> _INSTRUCTIONS TO FOLLOW_
Write out the part of the witch bottle passage from "A white witch" up to and including "by the rosemary.", word for word.

> _PAGE EXCERPT_
A white witch or folk healer would prepare the witch's bottle. Historically, the witch's bottle contained the victim's (the person who believed they had a spell put on them, for example) urine, hair or nail clippings, or red thread from sprite traps. Later witch bottles were filled with rosemary, needles and pins, and red wine. Historically and currently, the bottle is then buried at the farthest corner of the property, or beneath the house hearth, or placed in an inconspicuous spot in the house. It is believed that after being buried, the bottle captures evil that is impaled on the pins and needles, drowned by the wine, and sent away by the rosemary.

Sometimes sea water or earth are used instead. Other types of witch bottles may contain sand, stones, knotted threads, feathers, shells, herbs, flowers, salt, vinegar, oil, coins, or ashes. A similar magical device is the "lemon and pins" charm.

Another variation is within the disposal of the bottle. Some witch bottles were thrown into a fire and when they exploded, the spell was broken or the witch supposedly killed.

The witch bottle was believed to be active as long as the bottle remained hidden and unbroken. People did go through a lot of trouble in hiding their witch bottles – those buried underneath fireplaces have been found only after the rest of the building had been torn down or otherwise disappeared. The origins of this tradition have been dated at least to the sixteenth century. In ancient times the bottles were made of stone and originally contained rusty nails, urine, thorns, hair, menstrual blood, and pieces of glass, wood, and bone.

Point-per-instance localization records
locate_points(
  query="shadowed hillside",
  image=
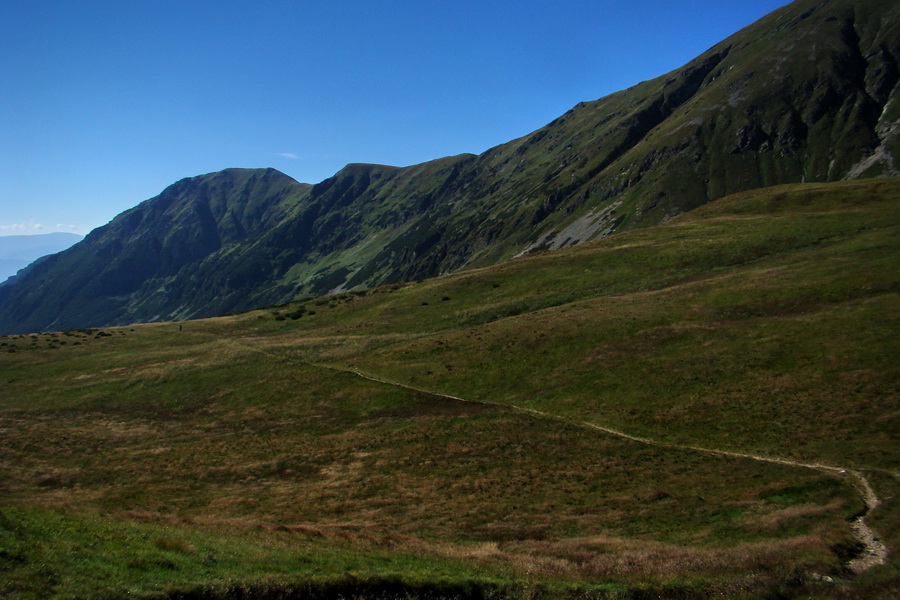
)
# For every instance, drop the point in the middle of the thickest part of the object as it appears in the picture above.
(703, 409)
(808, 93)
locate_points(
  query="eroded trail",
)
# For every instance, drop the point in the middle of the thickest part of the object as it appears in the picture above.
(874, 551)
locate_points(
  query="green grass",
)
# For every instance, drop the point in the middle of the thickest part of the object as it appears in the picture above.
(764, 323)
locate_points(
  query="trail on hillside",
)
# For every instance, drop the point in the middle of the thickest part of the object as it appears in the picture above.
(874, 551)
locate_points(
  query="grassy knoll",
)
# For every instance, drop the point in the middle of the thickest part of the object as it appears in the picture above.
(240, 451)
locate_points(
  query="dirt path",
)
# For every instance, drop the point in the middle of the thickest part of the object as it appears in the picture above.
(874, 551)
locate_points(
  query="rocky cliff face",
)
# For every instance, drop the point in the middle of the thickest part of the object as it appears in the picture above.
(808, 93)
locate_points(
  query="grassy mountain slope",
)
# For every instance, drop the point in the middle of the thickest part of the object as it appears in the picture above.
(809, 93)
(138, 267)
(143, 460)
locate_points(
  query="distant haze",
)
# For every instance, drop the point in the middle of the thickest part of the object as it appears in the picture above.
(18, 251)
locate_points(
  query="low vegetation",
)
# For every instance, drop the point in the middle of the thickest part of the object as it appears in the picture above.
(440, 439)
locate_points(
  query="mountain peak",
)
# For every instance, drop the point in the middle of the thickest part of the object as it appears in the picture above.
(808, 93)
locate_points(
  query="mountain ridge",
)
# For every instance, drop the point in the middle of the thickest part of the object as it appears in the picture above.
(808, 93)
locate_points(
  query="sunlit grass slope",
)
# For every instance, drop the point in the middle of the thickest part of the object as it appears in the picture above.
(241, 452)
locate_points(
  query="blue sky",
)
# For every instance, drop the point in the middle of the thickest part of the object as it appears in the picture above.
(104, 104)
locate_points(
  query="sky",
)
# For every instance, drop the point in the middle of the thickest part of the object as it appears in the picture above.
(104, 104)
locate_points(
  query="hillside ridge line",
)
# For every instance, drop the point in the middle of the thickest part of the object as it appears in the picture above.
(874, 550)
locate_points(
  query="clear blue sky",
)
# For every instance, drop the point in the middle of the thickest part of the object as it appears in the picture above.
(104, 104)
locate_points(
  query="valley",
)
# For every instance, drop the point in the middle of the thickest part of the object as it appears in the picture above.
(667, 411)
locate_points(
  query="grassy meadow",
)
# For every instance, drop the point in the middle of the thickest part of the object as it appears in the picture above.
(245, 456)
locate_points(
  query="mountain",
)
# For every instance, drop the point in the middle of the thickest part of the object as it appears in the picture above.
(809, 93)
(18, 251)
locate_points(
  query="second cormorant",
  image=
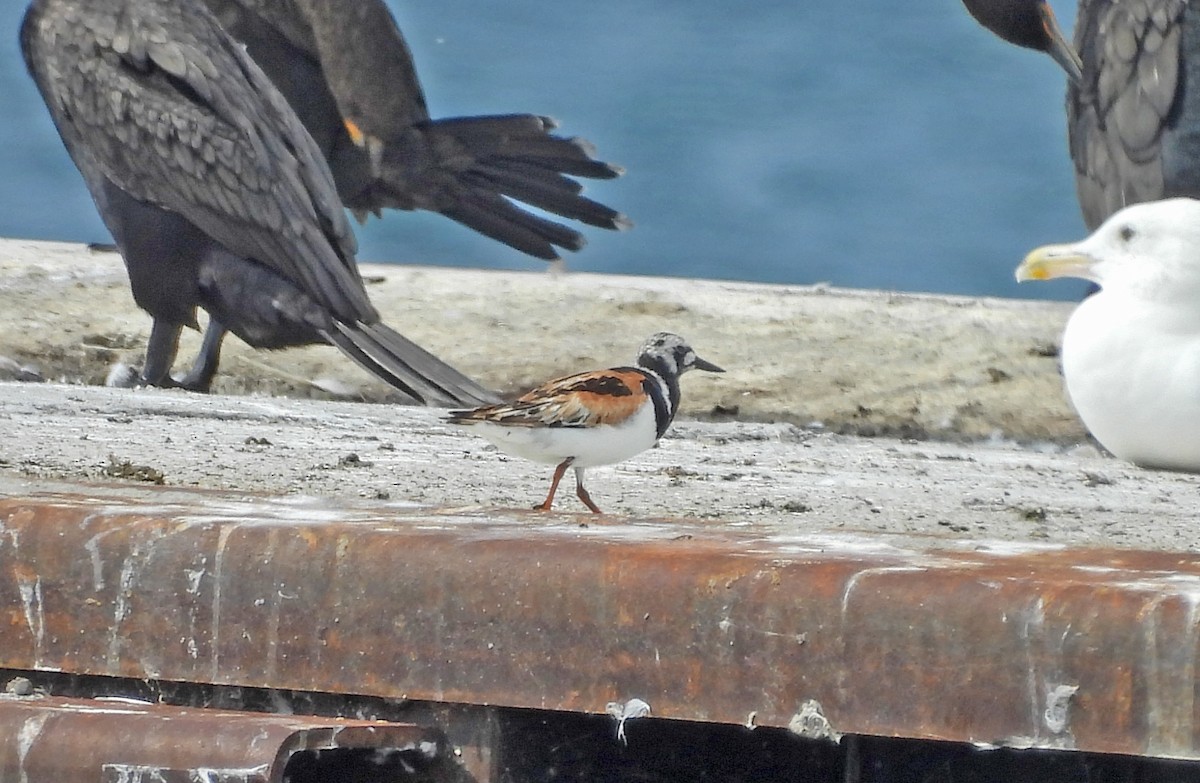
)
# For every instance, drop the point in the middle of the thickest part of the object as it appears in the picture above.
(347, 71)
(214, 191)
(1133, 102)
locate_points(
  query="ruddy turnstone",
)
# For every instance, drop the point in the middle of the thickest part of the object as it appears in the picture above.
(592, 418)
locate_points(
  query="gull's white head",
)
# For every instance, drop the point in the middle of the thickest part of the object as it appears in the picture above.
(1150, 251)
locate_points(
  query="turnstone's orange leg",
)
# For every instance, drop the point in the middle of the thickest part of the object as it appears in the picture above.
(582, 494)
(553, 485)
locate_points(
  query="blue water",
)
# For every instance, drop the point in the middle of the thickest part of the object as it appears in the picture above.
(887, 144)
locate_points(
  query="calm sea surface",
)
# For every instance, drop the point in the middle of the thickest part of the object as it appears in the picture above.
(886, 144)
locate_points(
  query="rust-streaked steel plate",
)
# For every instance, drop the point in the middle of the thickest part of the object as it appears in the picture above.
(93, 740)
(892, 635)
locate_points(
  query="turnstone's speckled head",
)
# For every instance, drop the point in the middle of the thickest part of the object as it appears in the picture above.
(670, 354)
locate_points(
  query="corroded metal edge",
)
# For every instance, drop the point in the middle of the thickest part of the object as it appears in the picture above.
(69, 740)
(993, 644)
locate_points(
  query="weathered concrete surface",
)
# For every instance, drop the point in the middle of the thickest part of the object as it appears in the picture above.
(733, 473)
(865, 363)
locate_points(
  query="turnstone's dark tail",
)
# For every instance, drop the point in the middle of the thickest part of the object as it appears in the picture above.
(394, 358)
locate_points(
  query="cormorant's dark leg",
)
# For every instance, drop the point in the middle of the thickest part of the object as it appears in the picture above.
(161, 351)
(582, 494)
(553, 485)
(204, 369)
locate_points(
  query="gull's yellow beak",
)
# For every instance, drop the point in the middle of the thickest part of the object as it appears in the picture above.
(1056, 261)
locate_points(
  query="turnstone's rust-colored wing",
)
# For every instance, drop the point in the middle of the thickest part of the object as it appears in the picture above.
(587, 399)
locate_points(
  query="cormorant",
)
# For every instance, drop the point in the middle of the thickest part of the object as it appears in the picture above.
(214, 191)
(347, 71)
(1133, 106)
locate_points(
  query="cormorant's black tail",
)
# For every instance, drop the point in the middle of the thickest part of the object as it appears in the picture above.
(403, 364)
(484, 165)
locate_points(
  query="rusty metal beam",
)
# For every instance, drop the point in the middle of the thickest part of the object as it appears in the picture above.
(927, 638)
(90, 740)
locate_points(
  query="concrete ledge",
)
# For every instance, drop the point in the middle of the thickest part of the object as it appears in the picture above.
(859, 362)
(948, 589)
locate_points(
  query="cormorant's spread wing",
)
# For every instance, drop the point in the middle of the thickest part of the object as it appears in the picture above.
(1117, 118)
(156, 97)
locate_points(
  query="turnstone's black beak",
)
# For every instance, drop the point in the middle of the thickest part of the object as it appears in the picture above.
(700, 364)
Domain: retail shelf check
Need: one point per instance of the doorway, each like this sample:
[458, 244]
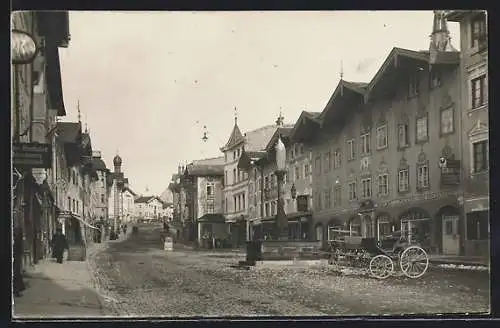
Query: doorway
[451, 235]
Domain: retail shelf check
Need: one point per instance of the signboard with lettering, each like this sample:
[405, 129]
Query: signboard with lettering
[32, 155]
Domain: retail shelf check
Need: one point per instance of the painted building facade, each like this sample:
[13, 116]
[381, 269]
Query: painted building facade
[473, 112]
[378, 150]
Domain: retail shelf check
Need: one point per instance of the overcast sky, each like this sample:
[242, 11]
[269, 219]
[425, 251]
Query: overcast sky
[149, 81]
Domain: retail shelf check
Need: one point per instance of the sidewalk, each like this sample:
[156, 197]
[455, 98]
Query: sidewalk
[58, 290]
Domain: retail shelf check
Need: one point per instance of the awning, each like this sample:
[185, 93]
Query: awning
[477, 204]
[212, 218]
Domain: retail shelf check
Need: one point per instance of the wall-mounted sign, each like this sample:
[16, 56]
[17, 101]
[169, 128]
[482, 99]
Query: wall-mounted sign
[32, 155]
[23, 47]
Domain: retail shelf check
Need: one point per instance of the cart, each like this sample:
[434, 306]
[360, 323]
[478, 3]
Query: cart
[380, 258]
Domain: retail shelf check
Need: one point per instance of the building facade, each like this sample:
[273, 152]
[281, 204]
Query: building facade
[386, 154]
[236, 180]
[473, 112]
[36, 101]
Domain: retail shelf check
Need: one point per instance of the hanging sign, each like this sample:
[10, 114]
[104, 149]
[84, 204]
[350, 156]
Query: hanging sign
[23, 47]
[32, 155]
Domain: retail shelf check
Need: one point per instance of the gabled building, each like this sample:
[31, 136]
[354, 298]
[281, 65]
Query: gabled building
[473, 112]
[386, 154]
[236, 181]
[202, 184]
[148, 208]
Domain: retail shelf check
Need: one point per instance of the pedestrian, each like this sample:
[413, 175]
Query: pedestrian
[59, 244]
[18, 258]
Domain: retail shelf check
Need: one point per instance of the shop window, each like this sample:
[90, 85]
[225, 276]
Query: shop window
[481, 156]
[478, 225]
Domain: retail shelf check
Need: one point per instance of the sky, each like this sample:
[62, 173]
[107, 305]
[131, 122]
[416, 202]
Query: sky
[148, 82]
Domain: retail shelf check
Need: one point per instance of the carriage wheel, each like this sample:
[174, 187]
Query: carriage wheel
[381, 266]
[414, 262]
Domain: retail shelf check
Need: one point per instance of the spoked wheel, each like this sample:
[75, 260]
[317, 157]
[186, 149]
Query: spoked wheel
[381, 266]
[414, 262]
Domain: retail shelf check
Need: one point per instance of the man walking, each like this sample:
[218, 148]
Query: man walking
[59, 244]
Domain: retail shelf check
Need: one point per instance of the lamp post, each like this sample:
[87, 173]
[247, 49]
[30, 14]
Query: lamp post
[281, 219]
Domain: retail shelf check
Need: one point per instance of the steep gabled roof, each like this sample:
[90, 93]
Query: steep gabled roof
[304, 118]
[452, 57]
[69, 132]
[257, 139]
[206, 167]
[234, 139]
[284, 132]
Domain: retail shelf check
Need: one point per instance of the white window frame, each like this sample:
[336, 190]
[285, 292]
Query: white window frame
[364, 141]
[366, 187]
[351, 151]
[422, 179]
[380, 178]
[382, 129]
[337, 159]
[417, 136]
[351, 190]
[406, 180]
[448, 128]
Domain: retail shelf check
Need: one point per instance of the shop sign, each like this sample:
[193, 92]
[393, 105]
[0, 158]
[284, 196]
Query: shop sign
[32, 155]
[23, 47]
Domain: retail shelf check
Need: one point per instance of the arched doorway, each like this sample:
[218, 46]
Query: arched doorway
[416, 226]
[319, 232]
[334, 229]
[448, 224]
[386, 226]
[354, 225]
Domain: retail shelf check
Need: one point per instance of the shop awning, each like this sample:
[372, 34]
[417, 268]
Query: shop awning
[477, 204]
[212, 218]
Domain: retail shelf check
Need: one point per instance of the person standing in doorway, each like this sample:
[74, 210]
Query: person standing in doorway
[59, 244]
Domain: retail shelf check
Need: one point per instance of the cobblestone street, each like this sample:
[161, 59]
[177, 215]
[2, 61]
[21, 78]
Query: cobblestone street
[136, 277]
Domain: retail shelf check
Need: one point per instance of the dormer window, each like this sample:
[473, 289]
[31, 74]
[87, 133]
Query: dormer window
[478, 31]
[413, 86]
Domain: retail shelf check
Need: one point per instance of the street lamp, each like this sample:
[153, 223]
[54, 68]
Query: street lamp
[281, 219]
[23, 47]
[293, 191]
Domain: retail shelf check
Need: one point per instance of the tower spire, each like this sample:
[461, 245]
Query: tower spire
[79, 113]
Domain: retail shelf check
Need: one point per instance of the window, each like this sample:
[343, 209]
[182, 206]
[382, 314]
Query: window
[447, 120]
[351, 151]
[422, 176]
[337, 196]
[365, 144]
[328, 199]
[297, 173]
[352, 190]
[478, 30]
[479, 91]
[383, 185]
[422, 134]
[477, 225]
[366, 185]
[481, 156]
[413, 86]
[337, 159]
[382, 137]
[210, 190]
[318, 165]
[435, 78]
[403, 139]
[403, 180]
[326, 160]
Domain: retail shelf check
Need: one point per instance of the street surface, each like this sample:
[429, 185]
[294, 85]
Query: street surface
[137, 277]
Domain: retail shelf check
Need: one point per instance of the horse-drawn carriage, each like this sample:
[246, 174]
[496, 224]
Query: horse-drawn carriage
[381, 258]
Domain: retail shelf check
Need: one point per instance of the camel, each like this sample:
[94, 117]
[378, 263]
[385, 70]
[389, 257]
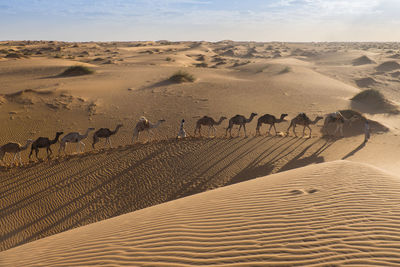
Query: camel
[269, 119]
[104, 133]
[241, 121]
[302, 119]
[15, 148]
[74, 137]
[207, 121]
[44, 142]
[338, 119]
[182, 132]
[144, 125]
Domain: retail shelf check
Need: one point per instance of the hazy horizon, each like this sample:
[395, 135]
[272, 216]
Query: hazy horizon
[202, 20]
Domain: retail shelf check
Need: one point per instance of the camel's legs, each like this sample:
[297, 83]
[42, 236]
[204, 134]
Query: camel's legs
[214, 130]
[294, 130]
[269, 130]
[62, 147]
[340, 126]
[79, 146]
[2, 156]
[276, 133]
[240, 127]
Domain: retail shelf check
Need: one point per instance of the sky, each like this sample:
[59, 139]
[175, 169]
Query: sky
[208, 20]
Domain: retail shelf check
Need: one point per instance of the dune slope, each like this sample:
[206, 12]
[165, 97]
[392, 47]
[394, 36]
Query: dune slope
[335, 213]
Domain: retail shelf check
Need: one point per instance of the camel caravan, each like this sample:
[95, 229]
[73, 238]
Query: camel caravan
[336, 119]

> _SOLUTION_
A white witch or folk healer would prepare the witch's bottle. Historically, the witch's bottle contained the victim's (the person who believed they had a spell put on them, for example) urine, hair or nail clippings, or red thread from sprite traps. Later witch bottles were filled with rosemary, needles and pins, and red wine. Historically and currently, the bottle is then buried at the farthest corner of the property, or beneath the house hearth, or placed in an inconspicuous spot in the house. It is believed that after being buried, the bottle captures evil that is impaled on the pins and needles, drowned by the wine, and sent away by the rosemary.